** Work item **
Every line from the start of the data through the line containing "pixels, x before" should be retyped exactly; the pictures should not.

** Provided data **
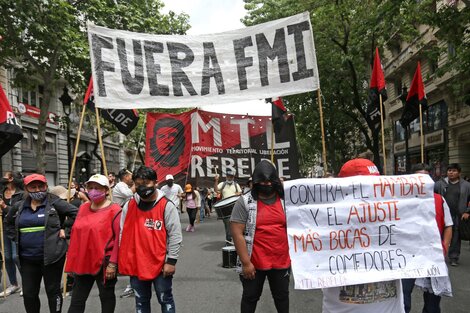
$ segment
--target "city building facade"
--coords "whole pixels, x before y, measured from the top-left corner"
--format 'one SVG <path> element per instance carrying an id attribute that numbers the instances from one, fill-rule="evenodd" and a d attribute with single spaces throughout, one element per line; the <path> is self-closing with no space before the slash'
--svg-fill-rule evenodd
<path id="1" fill-rule="evenodd" d="M 11 83 L 10 71 L 0 69 L 0 83 L 21 124 L 23 139 L 10 152 L 1 158 L 1 172 L 14 170 L 27 175 L 36 171 L 36 145 L 39 119 L 39 103 L 42 101 L 41 85 L 24 90 L 14 88 Z M 46 129 L 46 177 L 50 186 L 66 186 L 69 179 L 69 167 L 73 158 L 77 138 L 82 96 L 73 101 L 72 109 L 66 118 L 66 112 L 59 100 L 63 94 L 64 83 L 55 88 L 50 104 L 50 113 Z M 87 112 L 88 113 L 88 112 Z M 77 151 L 74 178 L 77 182 L 85 182 L 91 174 L 101 171 L 101 164 L 95 154 L 101 156 L 99 145 L 96 145 L 96 120 L 94 115 L 85 114 L 83 130 Z M 67 132 L 69 124 L 69 133 Z M 128 166 L 132 159 L 123 148 L 125 137 L 116 133 L 103 139 L 105 159 L 108 171 L 117 173 Z M 67 151 L 70 147 L 70 152 Z M 96 151 L 95 154 L 93 151 Z"/>
<path id="2" fill-rule="evenodd" d="M 423 113 L 424 162 L 433 167 L 434 178 L 445 176 L 450 163 L 462 166 L 462 175 L 470 176 L 470 103 L 465 103 L 463 95 L 470 92 L 470 86 L 452 88 L 459 82 L 461 75 L 447 72 L 437 75 L 439 67 L 455 53 L 452 45 L 439 41 L 436 32 L 428 26 L 420 26 L 420 35 L 412 42 L 394 40 L 391 49 L 386 49 L 382 58 L 388 100 L 385 102 L 386 152 L 388 172 L 406 173 L 409 165 L 421 162 L 420 120 L 413 121 L 407 132 L 400 124 L 406 99 L 418 61 L 429 109 Z M 437 60 L 428 57 L 435 45 L 446 48 Z M 408 140 L 406 140 L 408 139 Z"/>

** Output for this task **
$ segment
--target "city building facade"
--coords "whole pixels, x before y, measured from the top-left corner"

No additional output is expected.